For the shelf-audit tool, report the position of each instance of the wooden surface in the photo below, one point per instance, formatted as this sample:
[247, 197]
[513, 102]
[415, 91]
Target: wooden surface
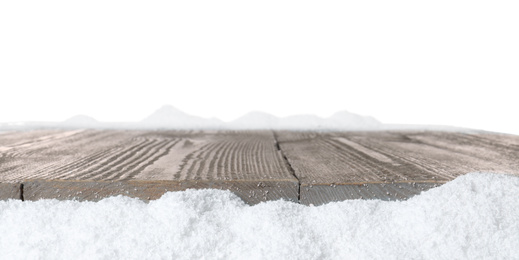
[309, 167]
[390, 165]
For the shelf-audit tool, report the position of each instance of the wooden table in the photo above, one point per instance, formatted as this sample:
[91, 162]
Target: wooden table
[306, 167]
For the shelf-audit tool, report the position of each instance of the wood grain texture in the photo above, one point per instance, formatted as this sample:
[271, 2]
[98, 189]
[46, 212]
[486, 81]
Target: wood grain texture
[349, 165]
[251, 192]
[10, 191]
[256, 165]
[92, 160]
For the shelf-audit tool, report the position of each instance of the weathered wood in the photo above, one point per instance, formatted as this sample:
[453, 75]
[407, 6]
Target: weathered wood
[10, 191]
[390, 165]
[252, 192]
[240, 161]
[329, 166]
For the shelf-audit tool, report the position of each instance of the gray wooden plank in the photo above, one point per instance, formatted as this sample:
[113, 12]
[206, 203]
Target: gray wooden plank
[10, 191]
[251, 192]
[241, 160]
[390, 165]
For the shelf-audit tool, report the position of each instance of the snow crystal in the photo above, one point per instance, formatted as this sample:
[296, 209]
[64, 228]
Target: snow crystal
[475, 216]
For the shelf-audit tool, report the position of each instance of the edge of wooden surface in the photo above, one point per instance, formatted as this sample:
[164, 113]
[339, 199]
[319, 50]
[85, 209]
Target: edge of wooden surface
[10, 191]
[321, 194]
[251, 192]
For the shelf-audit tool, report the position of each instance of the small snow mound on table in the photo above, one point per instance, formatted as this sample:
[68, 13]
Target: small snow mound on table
[475, 216]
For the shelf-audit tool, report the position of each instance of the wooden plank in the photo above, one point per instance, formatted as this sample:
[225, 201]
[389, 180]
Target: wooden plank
[242, 160]
[252, 192]
[10, 191]
[390, 165]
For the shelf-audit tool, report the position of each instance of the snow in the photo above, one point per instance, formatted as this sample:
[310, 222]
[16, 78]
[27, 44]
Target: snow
[476, 216]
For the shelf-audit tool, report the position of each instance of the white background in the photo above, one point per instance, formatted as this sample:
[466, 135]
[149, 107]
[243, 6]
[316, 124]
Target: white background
[416, 62]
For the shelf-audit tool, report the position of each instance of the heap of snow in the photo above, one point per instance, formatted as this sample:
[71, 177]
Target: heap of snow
[170, 117]
[475, 216]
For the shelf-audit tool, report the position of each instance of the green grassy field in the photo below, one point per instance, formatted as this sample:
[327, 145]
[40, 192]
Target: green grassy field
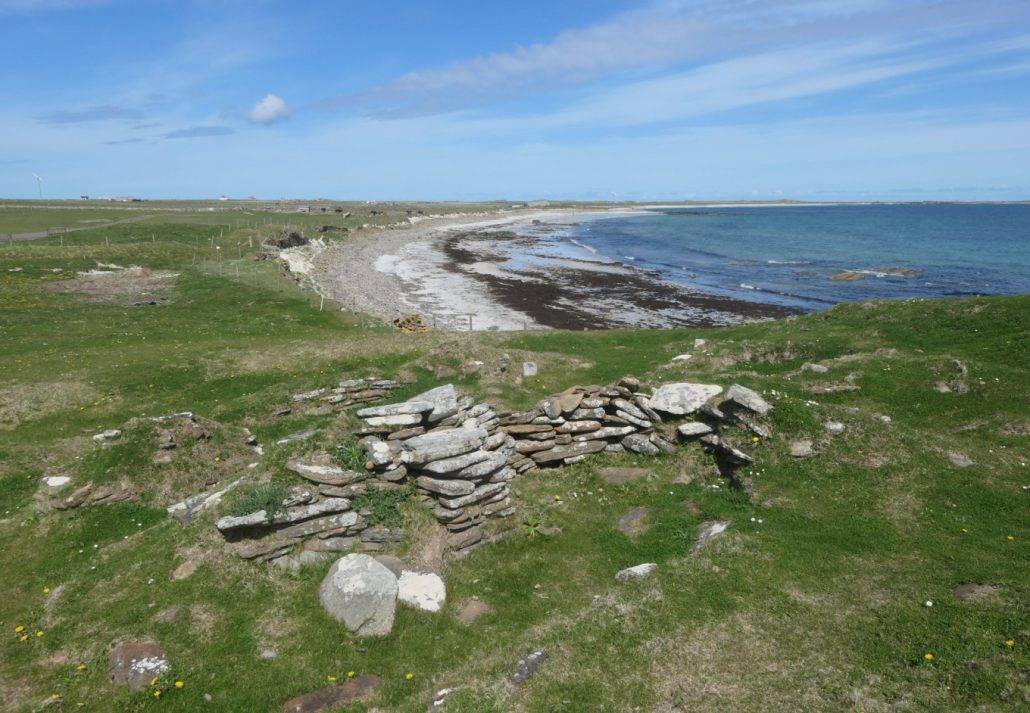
[815, 600]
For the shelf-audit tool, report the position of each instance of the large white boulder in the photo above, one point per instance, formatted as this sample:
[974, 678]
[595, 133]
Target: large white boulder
[362, 593]
[423, 590]
[681, 399]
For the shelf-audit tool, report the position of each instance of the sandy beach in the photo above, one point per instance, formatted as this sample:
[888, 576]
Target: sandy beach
[491, 272]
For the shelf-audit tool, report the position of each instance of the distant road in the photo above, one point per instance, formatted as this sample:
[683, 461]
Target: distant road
[4, 237]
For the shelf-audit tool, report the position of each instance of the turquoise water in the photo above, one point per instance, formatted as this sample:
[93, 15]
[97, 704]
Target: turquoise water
[787, 256]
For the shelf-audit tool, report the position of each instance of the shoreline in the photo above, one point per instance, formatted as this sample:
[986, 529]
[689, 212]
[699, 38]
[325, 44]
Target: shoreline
[450, 270]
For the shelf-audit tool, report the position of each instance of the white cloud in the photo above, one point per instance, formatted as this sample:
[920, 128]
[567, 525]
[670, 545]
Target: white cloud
[269, 110]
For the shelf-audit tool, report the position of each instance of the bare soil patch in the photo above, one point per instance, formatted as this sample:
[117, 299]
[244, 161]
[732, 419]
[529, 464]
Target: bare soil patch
[125, 286]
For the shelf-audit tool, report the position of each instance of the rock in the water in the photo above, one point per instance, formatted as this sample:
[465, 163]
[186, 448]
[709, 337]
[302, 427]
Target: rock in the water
[684, 398]
[332, 697]
[617, 476]
[633, 572]
[747, 399]
[801, 448]
[134, 664]
[472, 610]
[708, 532]
[362, 593]
[423, 590]
[633, 522]
[693, 430]
[527, 667]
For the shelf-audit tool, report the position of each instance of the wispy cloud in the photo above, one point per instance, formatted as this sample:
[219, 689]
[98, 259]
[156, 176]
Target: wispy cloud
[198, 132]
[661, 36]
[269, 110]
[39, 5]
[93, 113]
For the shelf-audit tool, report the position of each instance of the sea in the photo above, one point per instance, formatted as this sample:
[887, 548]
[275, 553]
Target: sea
[790, 256]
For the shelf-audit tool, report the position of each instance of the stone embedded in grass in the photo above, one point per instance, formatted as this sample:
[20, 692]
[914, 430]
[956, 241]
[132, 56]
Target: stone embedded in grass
[960, 460]
[527, 667]
[634, 521]
[742, 397]
[362, 593]
[801, 448]
[708, 532]
[693, 430]
[424, 590]
[332, 697]
[972, 592]
[683, 398]
[135, 664]
[617, 476]
[634, 572]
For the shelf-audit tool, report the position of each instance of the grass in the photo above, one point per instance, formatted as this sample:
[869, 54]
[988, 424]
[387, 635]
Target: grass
[821, 605]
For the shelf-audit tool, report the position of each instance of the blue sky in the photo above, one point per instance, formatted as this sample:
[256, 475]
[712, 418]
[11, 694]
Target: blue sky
[577, 99]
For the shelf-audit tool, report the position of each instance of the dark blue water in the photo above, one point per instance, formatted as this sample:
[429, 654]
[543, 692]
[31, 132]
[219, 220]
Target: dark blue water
[787, 256]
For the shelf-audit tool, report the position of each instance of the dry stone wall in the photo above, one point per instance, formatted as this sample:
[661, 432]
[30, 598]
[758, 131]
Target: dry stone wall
[461, 456]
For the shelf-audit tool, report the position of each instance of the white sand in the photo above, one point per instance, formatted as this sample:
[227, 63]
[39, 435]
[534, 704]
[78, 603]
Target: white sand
[403, 270]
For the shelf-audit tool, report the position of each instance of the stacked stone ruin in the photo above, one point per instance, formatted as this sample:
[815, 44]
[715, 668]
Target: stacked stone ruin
[461, 455]
[454, 451]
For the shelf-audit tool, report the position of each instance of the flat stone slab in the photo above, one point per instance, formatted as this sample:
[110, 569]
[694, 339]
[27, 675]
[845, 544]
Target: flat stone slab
[708, 532]
[683, 398]
[134, 664]
[971, 592]
[801, 448]
[618, 476]
[745, 398]
[634, 572]
[472, 610]
[634, 521]
[693, 430]
[324, 699]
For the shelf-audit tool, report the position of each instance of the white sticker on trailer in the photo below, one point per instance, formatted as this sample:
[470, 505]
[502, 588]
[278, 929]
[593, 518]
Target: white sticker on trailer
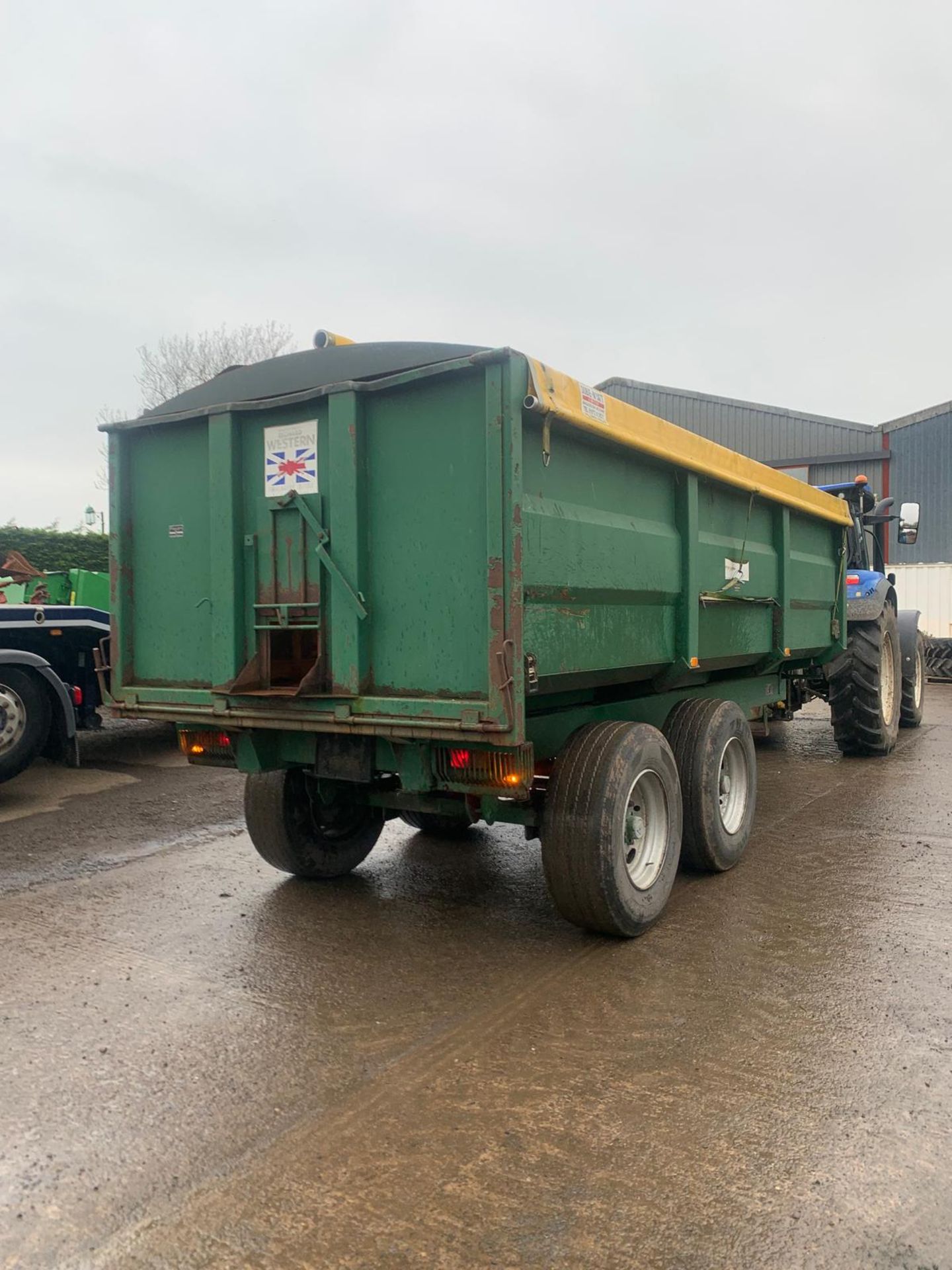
[593, 403]
[291, 459]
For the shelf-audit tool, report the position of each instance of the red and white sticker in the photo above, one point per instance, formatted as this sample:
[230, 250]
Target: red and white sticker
[593, 403]
[291, 459]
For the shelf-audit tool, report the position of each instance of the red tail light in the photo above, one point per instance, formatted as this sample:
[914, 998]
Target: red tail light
[212, 748]
[499, 770]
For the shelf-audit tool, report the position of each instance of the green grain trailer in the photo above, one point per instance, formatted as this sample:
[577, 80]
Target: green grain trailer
[452, 585]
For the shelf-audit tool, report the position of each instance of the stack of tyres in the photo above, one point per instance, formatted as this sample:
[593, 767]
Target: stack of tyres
[938, 658]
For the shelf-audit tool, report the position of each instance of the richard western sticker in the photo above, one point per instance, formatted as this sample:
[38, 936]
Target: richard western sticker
[291, 459]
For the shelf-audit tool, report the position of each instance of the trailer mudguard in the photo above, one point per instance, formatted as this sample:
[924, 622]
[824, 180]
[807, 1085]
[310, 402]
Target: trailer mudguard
[908, 621]
[61, 745]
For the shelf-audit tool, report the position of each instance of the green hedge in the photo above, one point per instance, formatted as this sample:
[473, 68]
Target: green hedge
[55, 549]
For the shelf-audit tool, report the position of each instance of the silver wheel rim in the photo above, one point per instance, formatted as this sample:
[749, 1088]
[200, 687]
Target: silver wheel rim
[888, 679]
[645, 831]
[733, 785]
[13, 718]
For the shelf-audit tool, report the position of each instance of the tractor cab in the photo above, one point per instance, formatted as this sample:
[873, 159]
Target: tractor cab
[870, 516]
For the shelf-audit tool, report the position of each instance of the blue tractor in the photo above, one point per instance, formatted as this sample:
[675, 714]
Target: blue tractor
[877, 685]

_SET EXERCISE_
Duplicate word for word the lines of the material, starting at the line that contains "of the silver" and ending at the final line of the material.

_SOLUTION FOR THIS EXERCISE_
For the shelf-audit tool, report the position of each instance of the silver wheel rim in the photo above, one point per instance, formatted as this sample:
[749, 1088]
[200, 687]
Target: silver wheel rim
[888, 679]
[645, 831]
[733, 785]
[13, 718]
For the shelf-audit tool, report the position of each instance of the tractor cab in the photo above, one point per instance, formatted as this sample:
[873, 159]
Target: tractor cab
[870, 516]
For the shelf-audit tool, report the position of each instance of the blue tractor in the photo above, one point per instance, formatted as this sample:
[675, 714]
Target: blue tractor
[877, 685]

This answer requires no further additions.